# [Task requirements]
Repeat each line exactly, leaving nothing out.
**** Raw records
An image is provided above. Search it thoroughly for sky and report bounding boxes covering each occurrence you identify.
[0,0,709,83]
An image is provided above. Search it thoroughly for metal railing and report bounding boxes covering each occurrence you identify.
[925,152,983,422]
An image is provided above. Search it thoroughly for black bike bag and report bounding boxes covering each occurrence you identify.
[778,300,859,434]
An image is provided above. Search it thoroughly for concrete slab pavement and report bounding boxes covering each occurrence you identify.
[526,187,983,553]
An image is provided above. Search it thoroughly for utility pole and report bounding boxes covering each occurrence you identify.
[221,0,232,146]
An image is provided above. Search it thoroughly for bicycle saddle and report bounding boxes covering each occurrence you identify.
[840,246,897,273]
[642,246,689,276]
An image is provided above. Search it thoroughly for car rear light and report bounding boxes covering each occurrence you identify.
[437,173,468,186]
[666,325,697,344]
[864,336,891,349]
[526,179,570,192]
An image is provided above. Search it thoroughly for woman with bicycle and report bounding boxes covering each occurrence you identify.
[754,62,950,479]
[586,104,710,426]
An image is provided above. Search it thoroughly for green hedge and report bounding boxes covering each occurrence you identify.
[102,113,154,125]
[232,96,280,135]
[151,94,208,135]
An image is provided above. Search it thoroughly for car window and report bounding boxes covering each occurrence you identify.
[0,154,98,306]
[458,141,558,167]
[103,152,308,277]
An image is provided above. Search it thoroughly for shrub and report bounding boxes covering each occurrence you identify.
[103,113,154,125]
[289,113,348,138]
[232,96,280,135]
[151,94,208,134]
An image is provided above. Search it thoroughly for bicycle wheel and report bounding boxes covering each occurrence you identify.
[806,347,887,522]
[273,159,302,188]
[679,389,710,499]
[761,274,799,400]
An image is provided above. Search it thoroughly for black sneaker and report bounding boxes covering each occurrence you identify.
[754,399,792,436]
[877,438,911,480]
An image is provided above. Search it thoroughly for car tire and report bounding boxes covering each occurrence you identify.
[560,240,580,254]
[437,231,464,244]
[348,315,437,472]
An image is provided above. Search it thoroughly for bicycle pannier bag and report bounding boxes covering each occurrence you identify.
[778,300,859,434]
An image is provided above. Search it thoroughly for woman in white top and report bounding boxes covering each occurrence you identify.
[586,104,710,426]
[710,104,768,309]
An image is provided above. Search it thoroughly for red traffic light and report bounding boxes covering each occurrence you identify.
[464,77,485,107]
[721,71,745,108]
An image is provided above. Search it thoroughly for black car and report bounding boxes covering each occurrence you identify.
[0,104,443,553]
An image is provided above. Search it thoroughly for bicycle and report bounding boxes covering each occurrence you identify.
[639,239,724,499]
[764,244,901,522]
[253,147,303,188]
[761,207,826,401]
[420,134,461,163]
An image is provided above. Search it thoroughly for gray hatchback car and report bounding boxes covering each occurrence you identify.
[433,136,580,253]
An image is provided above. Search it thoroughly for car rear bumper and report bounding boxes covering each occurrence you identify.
********
# [Answer to the task]
An image is provided above. Search it thoroughly for sky and report bounding boxes covering each occurrence you identify.
[0,0,709,83]
An image is provided above. Search it thoroughly for metal railing and report bounding boxes covering each occurrence you identify.
[925,152,983,422]
An image is provided above. Search it thoroughly for black bike bag and report bounding boxes covering each occurrence you identify.
[778,300,859,434]
An image is provided above. Search it thoroughly for concrete slab pavement and report bounding boxes covering each occurrence you identify.
[526,187,983,553]
An image is provided above. Search it thoroughly for utility pole and report bounding boxes covering each occurrence you identify.
[221,0,232,146]
An image is provided above. Search it thoroughly for bicycle saddle and report bounding boxes covering each occurrence you identify.
[840,246,897,273]
[642,246,689,276]
An image is provided above. Search it thoroughly for car rear light and report bounding boxes covering each occurrence you identify.
[437,173,468,186]
[666,325,697,344]
[864,336,891,349]
[526,179,570,192]
An image is provided above. Search it thoroughly for woman with bicycle and report bounding boxes covering each occurrence you identify.
[754,62,950,479]
[586,104,710,426]
An image is provided above. Search it thoroughly for green hedge and report bounding boxes covering each occurrence you identify.
[102,113,154,125]
[232,96,280,135]
[151,94,208,135]
An image is provided above. Search it thoroughly for car window and report bounding boxes covering each occurrence you identify.
[0,154,98,306]
[458,141,558,167]
[103,152,308,277]
An image is provided above. Search it thoroughly for shrub and report bounding boxes covering each occurrence you identify.
[103,113,154,125]
[289,113,348,138]
[232,96,280,135]
[151,94,208,134]
An image is provided above. Search it thoroughly for bicycle wheel and report bounding boxes covering each occurrence you identify.
[806,347,887,522]
[273,159,302,188]
[679,389,710,499]
[761,274,799,400]
An image is provided above. Search it thoroughly for black sneaker and report bounding boxes covering each occurrence you identify.
[754,399,792,436]
[877,438,911,480]
An image is provided above. Search it thoroughly for car tire and report bounding boxes covering each occurrence you identify.
[560,240,580,254]
[437,231,464,244]
[348,315,437,472]
An image is provided above. Search it thoroughly for bicycle pannier bag and report bounding boxes covering each occurrence you identify.
[778,300,859,434]
An image is provided above. Search it thoroughly for woman in white top and report bounding boxes covering each occurrence you identify.
[586,104,710,426]
[710,104,768,309]
An image is provided above. Search it thoroughly for red traffic light and report bounding boxes covering each occurrence you identify.
[464,77,485,107]
[721,71,745,108]
An image is provided above. Search it thoroughly for black car and report bounding boxes covering each occurrence you identify.
[0,104,443,553]
An image is provided above. Search it thoroughly for bicycle and report bounding boxes covering each occurrence you identify.
[639,239,724,499]
[764,244,901,522]
[253,147,303,188]
[761,207,826,401]
[420,134,461,163]
An image is provided above. Search it thoroughly for gray hatchback car and report bounding boxes covering each occurrence you identify.
[433,136,580,253]
An image is provided above. Search it thoroughly for car rear bumper and report bounding boxes covering each occurrence you identify.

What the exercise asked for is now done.